Express as a JSON list of strings, one string per line and blank lines omitted, only the lines from the line with "Traffic camera module — count and localize every whisk handle" to the line with "(451, 73), (512, 144)", both included.

Coordinate annotation entries
───
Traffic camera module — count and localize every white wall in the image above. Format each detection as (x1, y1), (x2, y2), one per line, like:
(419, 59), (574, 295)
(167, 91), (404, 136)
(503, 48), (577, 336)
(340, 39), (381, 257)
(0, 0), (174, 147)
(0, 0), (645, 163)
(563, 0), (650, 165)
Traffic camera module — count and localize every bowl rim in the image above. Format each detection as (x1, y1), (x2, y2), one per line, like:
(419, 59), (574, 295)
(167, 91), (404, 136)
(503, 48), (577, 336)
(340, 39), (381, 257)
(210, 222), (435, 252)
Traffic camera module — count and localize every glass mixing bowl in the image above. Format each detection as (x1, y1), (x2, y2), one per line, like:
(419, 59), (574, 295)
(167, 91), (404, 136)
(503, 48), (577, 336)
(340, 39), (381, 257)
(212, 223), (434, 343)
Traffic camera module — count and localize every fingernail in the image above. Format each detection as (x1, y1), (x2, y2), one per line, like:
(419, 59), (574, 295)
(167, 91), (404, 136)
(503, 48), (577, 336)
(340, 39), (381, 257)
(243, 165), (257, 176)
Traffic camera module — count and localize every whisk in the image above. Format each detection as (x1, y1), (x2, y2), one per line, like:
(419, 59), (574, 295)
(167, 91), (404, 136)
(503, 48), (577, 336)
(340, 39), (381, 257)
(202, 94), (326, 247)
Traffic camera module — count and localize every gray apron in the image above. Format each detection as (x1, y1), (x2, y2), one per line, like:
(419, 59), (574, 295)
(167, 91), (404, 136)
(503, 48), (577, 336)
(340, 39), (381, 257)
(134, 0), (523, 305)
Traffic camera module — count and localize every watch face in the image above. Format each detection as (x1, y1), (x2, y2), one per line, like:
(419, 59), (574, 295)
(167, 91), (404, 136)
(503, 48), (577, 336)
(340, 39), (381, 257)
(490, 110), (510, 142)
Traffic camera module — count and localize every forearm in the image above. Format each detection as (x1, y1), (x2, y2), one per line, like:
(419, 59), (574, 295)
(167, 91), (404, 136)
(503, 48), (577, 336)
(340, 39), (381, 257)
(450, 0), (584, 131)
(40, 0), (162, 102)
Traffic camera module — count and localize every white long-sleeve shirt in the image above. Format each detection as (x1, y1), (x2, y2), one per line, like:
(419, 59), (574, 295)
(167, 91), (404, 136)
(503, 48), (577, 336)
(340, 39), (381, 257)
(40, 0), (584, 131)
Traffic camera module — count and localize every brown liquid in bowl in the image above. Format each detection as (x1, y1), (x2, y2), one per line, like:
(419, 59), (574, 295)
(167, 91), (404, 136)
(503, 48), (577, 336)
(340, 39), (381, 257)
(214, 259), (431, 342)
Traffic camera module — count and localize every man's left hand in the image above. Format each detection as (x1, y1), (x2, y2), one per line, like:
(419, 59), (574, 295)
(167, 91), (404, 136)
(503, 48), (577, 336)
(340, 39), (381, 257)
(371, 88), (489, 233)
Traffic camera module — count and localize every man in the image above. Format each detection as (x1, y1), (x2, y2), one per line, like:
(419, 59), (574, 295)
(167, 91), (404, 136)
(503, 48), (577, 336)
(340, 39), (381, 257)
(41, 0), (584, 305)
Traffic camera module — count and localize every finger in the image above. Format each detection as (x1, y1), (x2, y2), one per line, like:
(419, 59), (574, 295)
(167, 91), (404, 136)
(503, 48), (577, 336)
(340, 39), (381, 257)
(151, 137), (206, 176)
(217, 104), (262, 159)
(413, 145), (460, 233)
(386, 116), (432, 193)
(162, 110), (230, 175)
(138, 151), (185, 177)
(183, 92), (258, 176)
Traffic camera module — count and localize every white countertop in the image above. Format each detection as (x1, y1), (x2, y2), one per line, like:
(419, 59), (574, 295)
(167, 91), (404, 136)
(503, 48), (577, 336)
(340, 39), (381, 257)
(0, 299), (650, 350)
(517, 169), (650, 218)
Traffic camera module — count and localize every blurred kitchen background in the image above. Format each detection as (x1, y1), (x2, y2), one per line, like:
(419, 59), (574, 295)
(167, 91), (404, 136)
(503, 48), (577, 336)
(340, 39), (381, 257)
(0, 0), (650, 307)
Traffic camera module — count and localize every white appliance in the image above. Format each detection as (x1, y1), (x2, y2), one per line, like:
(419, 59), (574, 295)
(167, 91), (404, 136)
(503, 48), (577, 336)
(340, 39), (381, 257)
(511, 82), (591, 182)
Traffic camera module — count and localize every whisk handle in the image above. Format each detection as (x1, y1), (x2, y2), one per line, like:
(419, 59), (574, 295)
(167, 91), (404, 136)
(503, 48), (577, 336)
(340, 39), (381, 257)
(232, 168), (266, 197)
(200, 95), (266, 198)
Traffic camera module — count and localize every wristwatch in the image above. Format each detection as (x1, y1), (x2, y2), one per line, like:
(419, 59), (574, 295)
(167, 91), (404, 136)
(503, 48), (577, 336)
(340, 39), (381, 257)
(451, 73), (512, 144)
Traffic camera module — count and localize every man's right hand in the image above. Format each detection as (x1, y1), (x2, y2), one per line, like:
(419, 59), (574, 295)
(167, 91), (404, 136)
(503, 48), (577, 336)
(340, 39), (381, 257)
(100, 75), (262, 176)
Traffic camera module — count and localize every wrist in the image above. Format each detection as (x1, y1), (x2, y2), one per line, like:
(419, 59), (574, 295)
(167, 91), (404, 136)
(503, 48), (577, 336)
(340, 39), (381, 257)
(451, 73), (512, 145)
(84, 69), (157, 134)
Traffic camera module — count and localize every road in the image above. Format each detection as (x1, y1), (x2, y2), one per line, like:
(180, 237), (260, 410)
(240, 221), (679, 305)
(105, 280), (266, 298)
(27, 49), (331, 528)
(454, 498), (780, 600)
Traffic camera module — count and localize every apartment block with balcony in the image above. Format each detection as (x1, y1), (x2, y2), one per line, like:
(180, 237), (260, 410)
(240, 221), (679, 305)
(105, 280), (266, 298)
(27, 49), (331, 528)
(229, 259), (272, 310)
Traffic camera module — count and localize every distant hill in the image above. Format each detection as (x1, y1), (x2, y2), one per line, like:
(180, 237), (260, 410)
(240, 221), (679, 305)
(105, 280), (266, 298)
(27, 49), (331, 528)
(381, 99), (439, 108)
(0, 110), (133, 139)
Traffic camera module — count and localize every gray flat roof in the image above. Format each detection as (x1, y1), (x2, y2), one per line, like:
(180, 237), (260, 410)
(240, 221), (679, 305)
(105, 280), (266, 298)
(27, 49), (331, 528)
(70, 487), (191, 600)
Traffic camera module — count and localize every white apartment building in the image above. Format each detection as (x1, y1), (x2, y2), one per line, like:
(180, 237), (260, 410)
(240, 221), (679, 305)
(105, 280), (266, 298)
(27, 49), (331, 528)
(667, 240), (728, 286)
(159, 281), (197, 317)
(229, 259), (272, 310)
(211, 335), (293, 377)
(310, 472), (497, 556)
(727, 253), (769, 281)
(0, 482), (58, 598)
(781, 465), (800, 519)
───
§ **Correct response**:
[
  "Traffic camera module — count and localize every whisk handle in the image above. Format each detection as (x1, y1), (x2, y2), one per line, like:",
  "(419, 59), (574, 295)",
  "(167, 91), (404, 136)",
  "(503, 48), (577, 336)",
  "(340, 39), (381, 257)",
  "(232, 168), (266, 197)",
  "(200, 95), (266, 198)",
  "Traffic camera module — count and localize every wristwatch in the image above. Format each detection as (x1, y1), (x2, y2), one per line, like:",
  "(419, 59), (574, 295)",
  "(167, 91), (404, 136)",
  "(503, 48), (577, 336)",
  "(340, 39), (381, 257)",
  "(451, 73), (512, 144)"
]